* **THE RECORDS**
____________________

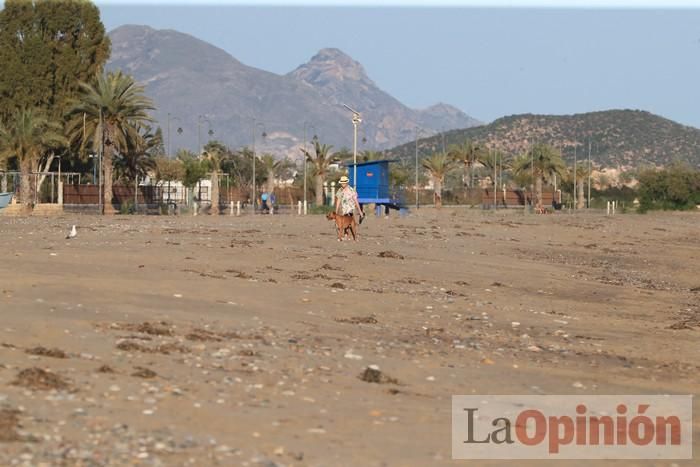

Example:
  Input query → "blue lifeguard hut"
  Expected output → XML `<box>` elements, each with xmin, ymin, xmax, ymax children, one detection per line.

<box><xmin>346</xmin><ymin>159</ymin><xmax>406</xmax><ymax>215</ymax></box>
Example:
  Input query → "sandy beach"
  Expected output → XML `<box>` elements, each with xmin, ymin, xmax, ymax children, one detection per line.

<box><xmin>0</xmin><ymin>208</ymin><xmax>698</xmax><ymax>466</ymax></box>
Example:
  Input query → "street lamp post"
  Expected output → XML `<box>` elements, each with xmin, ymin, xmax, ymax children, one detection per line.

<box><xmin>414</xmin><ymin>127</ymin><xmax>422</xmax><ymax>209</ymax></box>
<box><xmin>197</xmin><ymin>115</ymin><xmax>214</xmax><ymax>156</ymax></box>
<box><xmin>343</xmin><ymin>104</ymin><xmax>362</xmax><ymax>189</ymax></box>
<box><xmin>587</xmin><ymin>140</ymin><xmax>592</xmax><ymax>209</ymax></box>
<box><xmin>166</xmin><ymin>113</ymin><xmax>182</xmax><ymax>157</ymax></box>
<box><xmin>98</xmin><ymin>108</ymin><xmax>103</xmax><ymax>214</ymax></box>
<box><xmin>302</xmin><ymin>121</ymin><xmax>316</xmax><ymax>215</ymax></box>
<box><xmin>251</xmin><ymin>119</ymin><xmax>266</xmax><ymax>214</ymax></box>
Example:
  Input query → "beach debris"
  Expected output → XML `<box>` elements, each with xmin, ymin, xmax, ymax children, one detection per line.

<box><xmin>378</xmin><ymin>250</ymin><xmax>404</xmax><ymax>259</ymax></box>
<box><xmin>0</xmin><ymin>408</ymin><xmax>22</xmax><ymax>442</ymax></box>
<box><xmin>131</xmin><ymin>367</ymin><xmax>157</xmax><ymax>379</ymax></box>
<box><xmin>25</xmin><ymin>346</ymin><xmax>68</xmax><ymax>359</ymax></box>
<box><xmin>335</xmin><ymin>316</ymin><xmax>378</xmax><ymax>325</ymax></box>
<box><xmin>12</xmin><ymin>367</ymin><xmax>70</xmax><ymax>391</ymax></box>
<box><xmin>359</xmin><ymin>365</ymin><xmax>399</xmax><ymax>385</ymax></box>
<box><xmin>344</xmin><ymin>350</ymin><xmax>363</xmax><ymax>360</ymax></box>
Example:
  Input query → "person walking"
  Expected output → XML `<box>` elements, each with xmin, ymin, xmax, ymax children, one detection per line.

<box><xmin>334</xmin><ymin>175</ymin><xmax>364</xmax><ymax>221</ymax></box>
<box><xmin>261</xmin><ymin>191</ymin><xmax>269</xmax><ymax>213</ymax></box>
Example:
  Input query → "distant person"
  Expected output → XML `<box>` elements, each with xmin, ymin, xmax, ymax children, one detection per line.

<box><xmin>261</xmin><ymin>191</ymin><xmax>269</xmax><ymax>213</ymax></box>
<box><xmin>334</xmin><ymin>175</ymin><xmax>364</xmax><ymax>227</ymax></box>
<box><xmin>269</xmin><ymin>191</ymin><xmax>276</xmax><ymax>213</ymax></box>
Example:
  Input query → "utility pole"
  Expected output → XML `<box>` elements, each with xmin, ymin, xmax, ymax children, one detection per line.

____________________

* **EXERCISE OBJECTIVE**
Where an entry includes an image, leave that image out; otherwise, reproduce everything exactly.

* **WRITTEN ANSWER**
Example:
  Input query → "blue lifeguard hut"
  Expected output → XML `<box>` elements, each with xmin, ymin, xmax, ymax children, one detection per line.

<box><xmin>346</xmin><ymin>159</ymin><xmax>406</xmax><ymax>215</ymax></box>
Example:
  Input query → "sandy beach"
  Expected output → XML `<box>` elements, each with xmin, ymin, xmax, ymax children, one detection per line.

<box><xmin>0</xmin><ymin>208</ymin><xmax>698</xmax><ymax>466</ymax></box>
Example:
  Input query → "street lamp post"
  Expected output → XML `<box>` elements, each with xmin, ymin, xmax, ymax children, one detection per line.

<box><xmin>414</xmin><ymin>127</ymin><xmax>422</xmax><ymax>209</ymax></box>
<box><xmin>197</xmin><ymin>115</ymin><xmax>214</xmax><ymax>156</ymax></box>
<box><xmin>343</xmin><ymin>104</ymin><xmax>362</xmax><ymax>189</ymax></box>
<box><xmin>587</xmin><ymin>140</ymin><xmax>592</xmax><ymax>209</ymax></box>
<box><xmin>166</xmin><ymin>113</ymin><xmax>182</xmax><ymax>157</ymax></box>
<box><xmin>98</xmin><ymin>108</ymin><xmax>103</xmax><ymax>214</ymax></box>
<box><xmin>302</xmin><ymin>121</ymin><xmax>316</xmax><ymax>215</ymax></box>
<box><xmin>251</xmin><ymin>119</ymin><xmax>266</xmax><ymax>214</ymax></box>
Example:
  Input query → "beach debris"
  Expected output → XML `<box>` elements, each with xmin, ymin, xmax, ymax children, one detection per line.

<box><xmin>378</xmin><ymin>250</ymin><xmax>404</xmax><ymax>259</ymax></box>
<box><xmin>0</xmin><ymin>408</ymin><xmax>22</xmax><ymax>442</ymax></box>
<box><xmin>131</xmin><ymin>367</ymin><xmax>157</xmax><ymax>379</ymax></box>
<box><xmin>25</xmin><ymin>346</ymin><xmax>68</xmax><ymax>359</ymax></box>
<box><xmin>335</xmin><ymin>316</ymin><xmax>378</xmax><ymax>325</ymax></box>
<box><xmin>12</xmin><ymin>367</ymin><xmax>70</xmax><ymax>391</ymax></box>
<box><xmin>359</xmin><ymin>365</ymin><xmax>399</xmax><ymax>385</ymax></box>
<box><xmin>344</xmin><ymin>350</ymin><xmax>363</xmax><ymax>360</ymax></box>
Example:
  Input query → "person walking"
  Expected output → XML `<box>` elements, each with xmin, ymin, xmax, ymax children, one detection per line.

<box><xmin>334</xmin><ymin>175</ymin><xmax>364</xmax><ymax>221</ymax></box>
<box><xmin>261</xmin><ymin>191</ymin><xmax>269</xmax><ymax>213</ymax></box>
Example:
  Input query → "distant person"
  Expected output → XML `<box>` elements, each with xmin, ymin, xmax, ymax children, one detection per line.

<box><xmin>261</xmin><ymin>191</ymin><xmax>269</xmax><ymax>213</ymax></box>
<box><xmin>334</xmin><ymin>175</ymin><xmax>364</xmax><ymax>227</ymax></box>
<box><xmin>269</xmin><ymin>191</ymin><xmax>276</xmax><ymax>213</ymax></box>
Example:
  Input query → "utility pole"
  Expected output → XML `<box>` elements, each with xmin, ymin, xmax, ymax children, one detection per line.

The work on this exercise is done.